• Aim of the task:
Print word for word the first line of the records below and every following line through the one containing "One point belongs to every instance of the tree"; print nothing else.
┌────────
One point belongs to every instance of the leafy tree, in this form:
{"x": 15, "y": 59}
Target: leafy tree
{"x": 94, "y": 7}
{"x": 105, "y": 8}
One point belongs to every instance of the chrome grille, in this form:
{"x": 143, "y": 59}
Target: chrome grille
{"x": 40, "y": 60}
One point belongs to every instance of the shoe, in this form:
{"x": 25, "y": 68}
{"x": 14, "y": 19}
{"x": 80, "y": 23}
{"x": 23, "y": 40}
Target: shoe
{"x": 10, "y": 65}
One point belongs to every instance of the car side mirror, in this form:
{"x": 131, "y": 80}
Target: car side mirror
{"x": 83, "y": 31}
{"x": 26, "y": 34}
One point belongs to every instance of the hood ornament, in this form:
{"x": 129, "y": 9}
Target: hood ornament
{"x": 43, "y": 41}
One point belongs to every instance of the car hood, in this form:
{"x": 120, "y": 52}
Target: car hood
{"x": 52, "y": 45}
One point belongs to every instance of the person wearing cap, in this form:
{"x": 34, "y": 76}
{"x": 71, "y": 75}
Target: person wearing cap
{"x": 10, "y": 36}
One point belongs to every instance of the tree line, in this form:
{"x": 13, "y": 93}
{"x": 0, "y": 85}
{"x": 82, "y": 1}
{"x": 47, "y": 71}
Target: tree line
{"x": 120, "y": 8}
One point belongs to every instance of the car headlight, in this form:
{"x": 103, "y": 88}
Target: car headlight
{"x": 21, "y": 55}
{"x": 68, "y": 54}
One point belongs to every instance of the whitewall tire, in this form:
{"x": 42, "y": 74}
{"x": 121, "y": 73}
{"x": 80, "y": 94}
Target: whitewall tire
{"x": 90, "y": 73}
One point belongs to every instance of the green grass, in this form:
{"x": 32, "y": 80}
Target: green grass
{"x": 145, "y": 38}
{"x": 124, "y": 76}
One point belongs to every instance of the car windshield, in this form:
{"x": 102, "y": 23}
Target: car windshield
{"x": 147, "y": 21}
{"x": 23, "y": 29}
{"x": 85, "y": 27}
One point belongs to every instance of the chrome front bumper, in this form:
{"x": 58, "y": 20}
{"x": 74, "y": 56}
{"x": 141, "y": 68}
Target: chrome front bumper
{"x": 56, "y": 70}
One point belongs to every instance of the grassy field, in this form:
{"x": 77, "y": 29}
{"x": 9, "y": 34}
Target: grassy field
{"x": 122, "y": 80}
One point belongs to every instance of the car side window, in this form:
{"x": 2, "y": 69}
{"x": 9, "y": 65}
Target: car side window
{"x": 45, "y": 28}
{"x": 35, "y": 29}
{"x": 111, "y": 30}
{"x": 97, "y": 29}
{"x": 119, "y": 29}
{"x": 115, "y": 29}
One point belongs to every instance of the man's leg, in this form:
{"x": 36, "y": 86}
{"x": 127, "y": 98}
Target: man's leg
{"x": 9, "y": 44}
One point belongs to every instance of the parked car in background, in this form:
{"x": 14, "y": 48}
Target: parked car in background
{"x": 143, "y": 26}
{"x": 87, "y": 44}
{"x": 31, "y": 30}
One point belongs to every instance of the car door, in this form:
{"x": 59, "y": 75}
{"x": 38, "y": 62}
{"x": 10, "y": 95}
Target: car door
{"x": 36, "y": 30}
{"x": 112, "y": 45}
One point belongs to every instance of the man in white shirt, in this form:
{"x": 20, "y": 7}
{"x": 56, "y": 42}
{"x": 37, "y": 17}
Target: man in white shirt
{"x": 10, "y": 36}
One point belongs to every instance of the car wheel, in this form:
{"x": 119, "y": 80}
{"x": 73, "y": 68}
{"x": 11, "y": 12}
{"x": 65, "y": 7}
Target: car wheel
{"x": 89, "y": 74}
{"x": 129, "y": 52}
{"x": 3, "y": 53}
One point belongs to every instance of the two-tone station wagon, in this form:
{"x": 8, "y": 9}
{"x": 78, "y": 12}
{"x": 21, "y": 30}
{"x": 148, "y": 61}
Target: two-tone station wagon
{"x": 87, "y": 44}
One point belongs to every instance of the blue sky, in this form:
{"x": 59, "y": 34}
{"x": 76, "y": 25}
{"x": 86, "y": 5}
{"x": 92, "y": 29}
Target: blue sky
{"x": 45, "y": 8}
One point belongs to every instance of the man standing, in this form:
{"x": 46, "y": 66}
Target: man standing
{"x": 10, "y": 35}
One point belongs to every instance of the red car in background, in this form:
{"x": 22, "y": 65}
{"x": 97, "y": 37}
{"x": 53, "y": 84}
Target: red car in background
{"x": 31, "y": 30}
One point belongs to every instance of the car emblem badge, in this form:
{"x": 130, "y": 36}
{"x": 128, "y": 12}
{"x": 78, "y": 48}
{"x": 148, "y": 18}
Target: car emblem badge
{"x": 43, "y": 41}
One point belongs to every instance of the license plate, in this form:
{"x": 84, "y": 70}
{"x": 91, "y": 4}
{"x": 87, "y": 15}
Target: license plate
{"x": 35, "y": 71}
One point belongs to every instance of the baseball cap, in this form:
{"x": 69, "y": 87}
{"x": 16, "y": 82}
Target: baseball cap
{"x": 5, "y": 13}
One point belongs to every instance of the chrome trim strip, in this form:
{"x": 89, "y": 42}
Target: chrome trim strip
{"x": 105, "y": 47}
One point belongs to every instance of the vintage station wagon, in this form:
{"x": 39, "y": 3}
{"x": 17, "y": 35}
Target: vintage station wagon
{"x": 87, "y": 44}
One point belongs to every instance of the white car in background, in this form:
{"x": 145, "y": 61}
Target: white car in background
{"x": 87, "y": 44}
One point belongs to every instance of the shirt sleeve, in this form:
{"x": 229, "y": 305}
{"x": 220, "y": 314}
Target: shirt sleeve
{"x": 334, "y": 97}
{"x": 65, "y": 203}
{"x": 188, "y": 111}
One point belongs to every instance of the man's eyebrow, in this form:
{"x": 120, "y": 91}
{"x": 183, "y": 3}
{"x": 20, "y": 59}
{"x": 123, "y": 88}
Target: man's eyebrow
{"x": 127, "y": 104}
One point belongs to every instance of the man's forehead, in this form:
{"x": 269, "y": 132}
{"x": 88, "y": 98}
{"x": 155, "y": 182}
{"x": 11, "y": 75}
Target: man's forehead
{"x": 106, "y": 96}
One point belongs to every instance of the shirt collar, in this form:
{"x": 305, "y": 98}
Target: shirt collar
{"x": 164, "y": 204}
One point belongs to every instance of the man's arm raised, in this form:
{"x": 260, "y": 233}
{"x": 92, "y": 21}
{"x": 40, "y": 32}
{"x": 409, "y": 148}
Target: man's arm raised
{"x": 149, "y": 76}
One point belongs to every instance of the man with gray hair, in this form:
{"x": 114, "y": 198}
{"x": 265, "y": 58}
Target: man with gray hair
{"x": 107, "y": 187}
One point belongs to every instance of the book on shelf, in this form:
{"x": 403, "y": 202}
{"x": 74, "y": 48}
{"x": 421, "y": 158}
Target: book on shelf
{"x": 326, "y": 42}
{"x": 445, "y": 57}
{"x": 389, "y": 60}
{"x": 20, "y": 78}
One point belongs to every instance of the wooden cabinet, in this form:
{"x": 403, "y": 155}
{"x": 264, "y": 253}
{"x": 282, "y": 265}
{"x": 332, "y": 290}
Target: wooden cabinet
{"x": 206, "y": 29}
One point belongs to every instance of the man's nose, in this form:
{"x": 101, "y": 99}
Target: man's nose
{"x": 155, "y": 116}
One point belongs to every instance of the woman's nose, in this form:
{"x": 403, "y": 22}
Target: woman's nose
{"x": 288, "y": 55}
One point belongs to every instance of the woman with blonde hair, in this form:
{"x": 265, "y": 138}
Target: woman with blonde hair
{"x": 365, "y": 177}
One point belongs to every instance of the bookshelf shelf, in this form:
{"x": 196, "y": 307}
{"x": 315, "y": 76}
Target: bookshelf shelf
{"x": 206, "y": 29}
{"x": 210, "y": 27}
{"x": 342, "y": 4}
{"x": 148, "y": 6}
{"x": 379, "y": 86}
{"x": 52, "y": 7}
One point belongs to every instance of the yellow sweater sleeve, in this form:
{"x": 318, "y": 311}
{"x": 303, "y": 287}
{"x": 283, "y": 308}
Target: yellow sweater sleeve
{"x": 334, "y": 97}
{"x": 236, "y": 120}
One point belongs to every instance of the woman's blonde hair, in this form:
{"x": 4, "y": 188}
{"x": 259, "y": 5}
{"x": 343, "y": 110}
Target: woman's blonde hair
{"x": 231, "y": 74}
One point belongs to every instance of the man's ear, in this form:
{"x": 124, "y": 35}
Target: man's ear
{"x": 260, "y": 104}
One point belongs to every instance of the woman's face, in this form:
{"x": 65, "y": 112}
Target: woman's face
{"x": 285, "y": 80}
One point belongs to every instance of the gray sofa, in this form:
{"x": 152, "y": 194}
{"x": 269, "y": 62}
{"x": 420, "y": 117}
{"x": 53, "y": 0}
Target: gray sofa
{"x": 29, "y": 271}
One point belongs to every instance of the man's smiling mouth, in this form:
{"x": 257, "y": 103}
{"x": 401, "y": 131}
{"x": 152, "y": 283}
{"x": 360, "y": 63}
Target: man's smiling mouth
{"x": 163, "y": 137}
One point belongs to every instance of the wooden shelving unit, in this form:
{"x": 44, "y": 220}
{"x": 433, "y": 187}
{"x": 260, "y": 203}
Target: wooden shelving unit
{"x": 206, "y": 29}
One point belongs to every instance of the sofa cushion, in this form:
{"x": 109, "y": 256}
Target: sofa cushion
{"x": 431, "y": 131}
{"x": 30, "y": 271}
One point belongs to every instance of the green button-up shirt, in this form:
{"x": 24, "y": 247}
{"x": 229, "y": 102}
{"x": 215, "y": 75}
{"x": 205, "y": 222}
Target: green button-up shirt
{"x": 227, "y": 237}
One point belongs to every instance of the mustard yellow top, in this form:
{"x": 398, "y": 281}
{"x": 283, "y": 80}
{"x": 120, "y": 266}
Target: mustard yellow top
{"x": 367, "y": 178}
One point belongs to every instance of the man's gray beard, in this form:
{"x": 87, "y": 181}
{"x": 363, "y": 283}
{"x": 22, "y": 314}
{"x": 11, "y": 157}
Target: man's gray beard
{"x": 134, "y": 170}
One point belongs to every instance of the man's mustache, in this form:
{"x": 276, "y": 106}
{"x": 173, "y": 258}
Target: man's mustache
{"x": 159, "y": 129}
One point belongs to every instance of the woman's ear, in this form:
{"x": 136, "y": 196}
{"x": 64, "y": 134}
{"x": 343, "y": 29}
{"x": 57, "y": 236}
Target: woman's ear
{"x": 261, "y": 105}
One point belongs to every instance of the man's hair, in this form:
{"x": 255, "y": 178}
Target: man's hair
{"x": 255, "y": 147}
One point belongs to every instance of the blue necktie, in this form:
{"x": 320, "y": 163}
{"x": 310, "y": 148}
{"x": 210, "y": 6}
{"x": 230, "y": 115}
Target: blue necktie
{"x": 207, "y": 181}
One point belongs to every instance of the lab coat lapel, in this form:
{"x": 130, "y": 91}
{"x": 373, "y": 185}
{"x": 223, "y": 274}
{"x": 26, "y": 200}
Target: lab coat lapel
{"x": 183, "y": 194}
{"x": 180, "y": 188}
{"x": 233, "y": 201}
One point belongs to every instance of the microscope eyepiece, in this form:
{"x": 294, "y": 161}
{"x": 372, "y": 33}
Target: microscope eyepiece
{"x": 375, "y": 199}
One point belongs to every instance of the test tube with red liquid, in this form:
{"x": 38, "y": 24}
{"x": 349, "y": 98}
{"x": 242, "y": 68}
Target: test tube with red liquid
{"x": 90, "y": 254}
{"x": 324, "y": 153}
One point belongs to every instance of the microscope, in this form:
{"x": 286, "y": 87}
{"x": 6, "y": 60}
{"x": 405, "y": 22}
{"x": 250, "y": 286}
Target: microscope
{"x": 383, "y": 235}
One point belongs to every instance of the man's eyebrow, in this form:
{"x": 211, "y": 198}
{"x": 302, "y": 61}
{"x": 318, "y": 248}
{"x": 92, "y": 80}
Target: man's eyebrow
└────────
• Result:
One point belongs to every instance of the leafy tree, in this form:
{"x": 15, "y": 59}
Target: leafy tree
{"x": 94, "y": 7}
{"x": 105, "y": 8}
One point belongs to every instance of the chrome grille, in this form:
{"x": 143, "y": 59}
Target: chrome grille
{"x": 40, "y": 60}
One point belongs to every instance of the shoe, in this form:
{"x": 25, "y": 68}
{"x": 14, "y": 19}
{"x": 80, "y": 23}
{"x": 23, "y": 40}
Target: shoe
{"x": 10, "y": 65}
One point belongs to every instance of the car side mirror, in this form:
{"x": 131, "y": 80}
Target: car side mirror
{"x": 83, "y": 31}
{"x": 26, "y": 34}
One point belongs to every instance of the hood ornament, in this form:
{"x": 129, "y": 9}
Target: hood ornament
{"x": 43, "y": 41}
One point belongs to every instance of the car hood, in this form:
{"x": 120, "y": 52}
Target: car hood
{"x": 52, "y": 45}
One point belongs to every instance of the person wearing cap, in this form:
{"x": 34, "y": 76}
{"x": 71, "y": 75}
Target: person wearing cap
{"x": 10, "y": 36}
One point belongs to every instance of the tree line, in this form:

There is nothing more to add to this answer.